Given request: Extract each line of the records below that contains the string "cluster".

Data listing:
•••••

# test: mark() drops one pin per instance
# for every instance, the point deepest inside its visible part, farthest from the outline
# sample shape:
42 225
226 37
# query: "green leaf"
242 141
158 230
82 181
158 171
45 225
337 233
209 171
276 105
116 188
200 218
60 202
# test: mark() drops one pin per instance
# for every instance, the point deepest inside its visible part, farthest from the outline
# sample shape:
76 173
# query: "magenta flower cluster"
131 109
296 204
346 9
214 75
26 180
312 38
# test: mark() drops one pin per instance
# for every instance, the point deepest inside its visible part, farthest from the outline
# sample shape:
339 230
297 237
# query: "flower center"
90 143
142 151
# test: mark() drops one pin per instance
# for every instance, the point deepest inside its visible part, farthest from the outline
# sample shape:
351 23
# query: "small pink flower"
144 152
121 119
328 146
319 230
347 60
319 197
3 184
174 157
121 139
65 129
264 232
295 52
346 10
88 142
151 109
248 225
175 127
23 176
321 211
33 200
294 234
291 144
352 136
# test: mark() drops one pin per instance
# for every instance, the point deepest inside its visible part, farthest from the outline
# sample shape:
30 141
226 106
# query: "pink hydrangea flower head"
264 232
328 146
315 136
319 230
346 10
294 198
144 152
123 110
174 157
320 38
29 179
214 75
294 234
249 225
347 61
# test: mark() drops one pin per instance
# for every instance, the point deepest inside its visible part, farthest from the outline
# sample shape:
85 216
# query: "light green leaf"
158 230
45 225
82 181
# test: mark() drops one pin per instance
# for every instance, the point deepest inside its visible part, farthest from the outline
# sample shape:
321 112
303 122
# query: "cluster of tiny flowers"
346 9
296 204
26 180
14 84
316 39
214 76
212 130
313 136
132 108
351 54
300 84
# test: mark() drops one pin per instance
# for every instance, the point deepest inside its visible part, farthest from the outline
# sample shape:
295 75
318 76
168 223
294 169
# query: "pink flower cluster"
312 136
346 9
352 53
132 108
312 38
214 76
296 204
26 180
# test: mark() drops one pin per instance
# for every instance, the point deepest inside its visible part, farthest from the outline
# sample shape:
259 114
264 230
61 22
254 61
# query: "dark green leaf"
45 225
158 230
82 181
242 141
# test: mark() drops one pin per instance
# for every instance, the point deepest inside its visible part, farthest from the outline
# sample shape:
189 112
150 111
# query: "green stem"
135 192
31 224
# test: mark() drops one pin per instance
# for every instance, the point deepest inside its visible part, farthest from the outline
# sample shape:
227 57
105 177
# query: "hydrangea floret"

•••••

Output for this exercise:
# query: "magenta flower cluster"
# query: "cluster of tiny flowers"
# query: "pink flower cluster"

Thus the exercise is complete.